* BRIEF A: Return each line of the records that contains the string "sign". Matching is case-sensitive.

* SUPPLIED TEXT:
* Begin *

The great American supercar

With a rich racing history and classic design, the Ford GT has been steadily increasing in value—and a new model is on track for 2017

Published: Jul 15, 2015
The great American supercar
Coming soon: The 2017 Ford GT will deliver 600-plus hp and is expected to have a base price near $400,000

Bill Nelson wasn’t looking for an investment, just a thrill. So, nine years ago, the then-64-year-old retired engineer from Asbury, New Jersey, went to his local Ford dealer and put down $160,000 to buy the fastest and most expensive production car the company had ever built, the Ford GT.

“I’m a lifelong Ford guy,” he explains. “When I saw that car, I absolutely had to have one.”

Owning America’s first supercar has given Nelson more than his share of adrenalised drives on New Jersey’s back roads. And one day it will potentially deliver an impressive return on his money.

Earlier this year, another Ford GT—one bearing an early VIN of 003—brought an astonishing $605,000 at Barrett-Jackson’s Scottsdale Auction. And lesser GTs routinely change hands for more than double their original sticker price. In fact, the GT is the only American production car built this millennium that’s an appreciating classic rather than an expensive, used fast car.

It’s not just 200mph top speeds but also escalating prices that separate true super cars—such as the Ferrari F40, the Porsche Carrera GT and the McLaren F1—from run-of-the-mill exotics, and the Ford GT has earned its membership in this exclusive club.

“Ford checked off all the right boxes,” says Wayne Carini, owner of Connecticut’s F40 Motor sports and the host of Velocity’s Chasing Classic Cars. “It’s an iconic car.”

Buyers like Nelson aren’t so much purchasing 3,400 pounds of superplastic aluminum as they are the story behind it. The GT is the successor to one of the greatest racing cars of all time, the Le Mans-winning GT40s of the late 1960s.

The GT40 project was launched by Henry Ford II, who felt betrayed after Enzo Ferrari backed out of a deal to sell him his company. Beating the Ferraris at their own game, the GT40s competed during the sport’s Golden Age, when race-winning cars could actually be driven on the street. But there were only 31 street-legal GT40s back then, and they’ve since become all-but-unobtainable rarities, with multimillion-dollar price tags.

The second-generation GT carried a different sort of mandate from CEO Bill Ford: A halo car that would commemorate the company’s centennial in 2003. And, of course, help sell Mustangs in the process. Engineering manager Fred Goodnow was charged with producing three production-ready cars—red, white and blue—in a mere 15 months.

* End *

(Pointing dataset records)
* Begin *

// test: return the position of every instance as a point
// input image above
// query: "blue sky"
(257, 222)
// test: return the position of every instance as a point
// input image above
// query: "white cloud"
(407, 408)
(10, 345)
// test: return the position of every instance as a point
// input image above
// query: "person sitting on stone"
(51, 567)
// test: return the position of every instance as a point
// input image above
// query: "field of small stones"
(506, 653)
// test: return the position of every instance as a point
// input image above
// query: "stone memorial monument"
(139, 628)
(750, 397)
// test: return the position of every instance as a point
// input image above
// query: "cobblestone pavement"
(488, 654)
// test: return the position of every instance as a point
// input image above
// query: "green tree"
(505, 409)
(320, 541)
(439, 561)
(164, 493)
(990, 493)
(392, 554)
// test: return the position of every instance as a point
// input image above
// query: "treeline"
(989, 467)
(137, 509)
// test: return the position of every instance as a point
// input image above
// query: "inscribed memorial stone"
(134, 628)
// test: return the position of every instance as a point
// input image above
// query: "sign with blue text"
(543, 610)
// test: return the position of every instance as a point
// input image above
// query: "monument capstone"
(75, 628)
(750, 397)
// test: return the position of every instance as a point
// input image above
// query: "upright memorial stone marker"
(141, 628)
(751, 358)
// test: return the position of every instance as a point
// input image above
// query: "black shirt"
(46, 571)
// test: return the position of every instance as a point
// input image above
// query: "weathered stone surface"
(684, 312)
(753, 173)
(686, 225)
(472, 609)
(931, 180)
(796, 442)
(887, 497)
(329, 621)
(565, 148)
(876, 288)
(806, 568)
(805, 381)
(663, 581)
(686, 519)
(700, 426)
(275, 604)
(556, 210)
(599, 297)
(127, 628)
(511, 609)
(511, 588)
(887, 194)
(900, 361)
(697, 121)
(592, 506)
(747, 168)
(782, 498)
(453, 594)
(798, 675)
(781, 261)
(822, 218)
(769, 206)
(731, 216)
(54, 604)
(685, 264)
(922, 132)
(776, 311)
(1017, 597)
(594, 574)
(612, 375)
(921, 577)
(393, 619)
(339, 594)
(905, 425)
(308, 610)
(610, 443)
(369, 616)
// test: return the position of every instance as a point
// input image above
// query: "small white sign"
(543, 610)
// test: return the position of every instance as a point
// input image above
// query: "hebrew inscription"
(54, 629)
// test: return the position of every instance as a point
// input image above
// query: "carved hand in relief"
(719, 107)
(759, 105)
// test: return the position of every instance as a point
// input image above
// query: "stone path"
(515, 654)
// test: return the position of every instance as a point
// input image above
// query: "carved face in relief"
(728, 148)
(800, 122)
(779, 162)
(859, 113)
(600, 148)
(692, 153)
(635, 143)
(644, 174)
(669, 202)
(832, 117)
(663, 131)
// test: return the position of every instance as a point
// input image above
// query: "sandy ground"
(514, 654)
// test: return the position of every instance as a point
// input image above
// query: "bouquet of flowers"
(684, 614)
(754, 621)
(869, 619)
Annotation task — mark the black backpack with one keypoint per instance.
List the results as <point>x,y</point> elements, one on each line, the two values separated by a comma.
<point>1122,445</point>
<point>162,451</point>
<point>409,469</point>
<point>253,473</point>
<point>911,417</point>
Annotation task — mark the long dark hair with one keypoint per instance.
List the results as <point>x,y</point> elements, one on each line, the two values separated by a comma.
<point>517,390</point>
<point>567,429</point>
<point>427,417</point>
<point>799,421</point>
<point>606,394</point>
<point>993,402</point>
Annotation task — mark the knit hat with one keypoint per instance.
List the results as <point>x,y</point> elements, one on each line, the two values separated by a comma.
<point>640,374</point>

* End *

* BRIEF B: In the Ford GT article, how many street-legal GT40s were there in the late 1960s?

* CORRECT RESULT A:
// query: "sign with blue text"
// query: "small white sign"

* CORRECT RESULT B: There were only 31 street-legal GT40s.